» **Your goal**
Print the listing below in its entirety, character for character.

Coordinate annotation records:
____________________

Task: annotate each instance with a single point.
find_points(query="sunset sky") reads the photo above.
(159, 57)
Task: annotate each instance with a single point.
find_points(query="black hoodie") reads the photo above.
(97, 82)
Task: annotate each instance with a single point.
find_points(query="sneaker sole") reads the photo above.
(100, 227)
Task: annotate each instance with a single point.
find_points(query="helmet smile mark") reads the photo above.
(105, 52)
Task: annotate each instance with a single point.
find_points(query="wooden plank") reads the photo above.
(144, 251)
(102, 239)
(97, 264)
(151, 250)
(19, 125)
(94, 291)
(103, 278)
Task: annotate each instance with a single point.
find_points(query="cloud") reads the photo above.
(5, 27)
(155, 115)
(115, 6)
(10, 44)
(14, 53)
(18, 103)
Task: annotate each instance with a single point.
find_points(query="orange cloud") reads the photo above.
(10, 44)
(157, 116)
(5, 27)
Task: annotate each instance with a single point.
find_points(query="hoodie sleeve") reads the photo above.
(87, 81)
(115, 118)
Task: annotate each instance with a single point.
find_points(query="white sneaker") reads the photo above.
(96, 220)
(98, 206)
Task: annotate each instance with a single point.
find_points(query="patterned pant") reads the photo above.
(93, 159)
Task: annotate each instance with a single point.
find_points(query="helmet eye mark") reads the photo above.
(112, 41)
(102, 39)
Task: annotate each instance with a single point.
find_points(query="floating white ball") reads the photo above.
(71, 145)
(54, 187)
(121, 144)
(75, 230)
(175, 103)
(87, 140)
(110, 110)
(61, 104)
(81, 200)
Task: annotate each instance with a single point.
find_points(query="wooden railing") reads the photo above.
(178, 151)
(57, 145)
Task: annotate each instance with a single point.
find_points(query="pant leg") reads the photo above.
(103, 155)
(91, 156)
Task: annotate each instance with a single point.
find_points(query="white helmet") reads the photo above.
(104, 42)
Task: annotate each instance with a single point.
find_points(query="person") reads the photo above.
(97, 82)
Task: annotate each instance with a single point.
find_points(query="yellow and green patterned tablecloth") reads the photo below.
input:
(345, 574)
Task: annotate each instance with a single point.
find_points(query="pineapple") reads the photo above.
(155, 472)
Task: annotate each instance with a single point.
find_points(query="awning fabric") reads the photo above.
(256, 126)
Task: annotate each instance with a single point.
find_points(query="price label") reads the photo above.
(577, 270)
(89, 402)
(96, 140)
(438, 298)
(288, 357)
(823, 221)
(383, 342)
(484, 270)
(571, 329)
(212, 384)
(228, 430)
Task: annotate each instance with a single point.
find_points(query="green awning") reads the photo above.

____________________

» **Solution to this exercise**
Task: annotate each instance with a single point.
find_points(query="sunset sky") reads the photo above.
(159, 57)
Task: annotate each instance with a single point.
find_points(query="black hoodie") reads the photo above.
(97, 82)
Task: annotate each instance with a single point.
find_points(query="sneaker sole") reads the photo above.
(100, 227)
Task: annotate each instance with a single point.
find_points(query="helmet smile mark") reads the photo above.
(105, 52)
Task: annotate each instance with a single point.
find_points(query="wooden plank") reads the photo above.
(144, 251)
(102, 239)
(97, 264)
(151, 250)
(19, 125)
(94, 291)
(103, 278)
Task: annotate each instance with a single point.
find_points(query="cloud") reads the photo above.
(5, 27)
(155, 115)
(115, 6)
(10, 44)
(14, 53)
(18, 103)
Task: annotate each instance with a single point.
find_points(query="orange cloud") reads the photo above.
(10, 44)
(157, 116)
(5, 27)
Task: annotate each instance with a single point.
find_points(query="hoodie sleeve") reads the photo above.
(87, 81)
(115, 118)
Task: annotate each instance with a single point.
find_points(query="white sneaker") reads the photo above.
(96, 220)
(98, 206)
Task: annotate each instance with a single point.
find_points(query="patterned pant") reads the photo above.
(93, 159)
Task: annotate each instance with a single point.
find_points(query="helmet eye mark") reads the photo above.
(112, 41)
(102, 39)
Task: annotate each instance with a single point.
find_points(query="floating white ball") reads the photo above.
(71, 145)
(54, 187)
(121, 144)
(75, 230)
(175, 103)
(87, 140)
(110, 110)
(61, 104)
(81, 200)
Task: annotate each instance with a single point.
find_points(query="wooden railing") reads the photo above.
(178, 151)
(57, 145)
Task: annotate each instance with a single point.
find_points(query="pant leg") reads the photo above.
(103, 155)
(91, 156)
Task: annotate each instance with a single point.
find_points(query="white helmet") reads the photo above.
(104, 42)
Task: annotate each instance with a single point.
find_points(query="person") reads the photo above.
(97, 82)
Task: annotate each instance with a single point.
find_points(query="yellow and green patterned tablecloth") reads the photo below.
input:
(345, 574)
Task: annotate each instance with a single point.
find_points(query="pineapple") reads the photo above.
(155, 472)
Task: annotate each instance with a single point.
find_points(query="awning fabric") reads the photo above.
(256, 126)
Task: annotate each instance with a single point.
find_points(query="price label") reads the photo above.
(577, 270)
(89, 402)
(96, 140)
(438, 298)
(288, 357)
(823, 221)
(383, 342)
(484, 270)
(571, 329)
(212, 384)
(228, 430)
Task: annotate each instance with a single point.
find_points(query="green awning") reads the photo above.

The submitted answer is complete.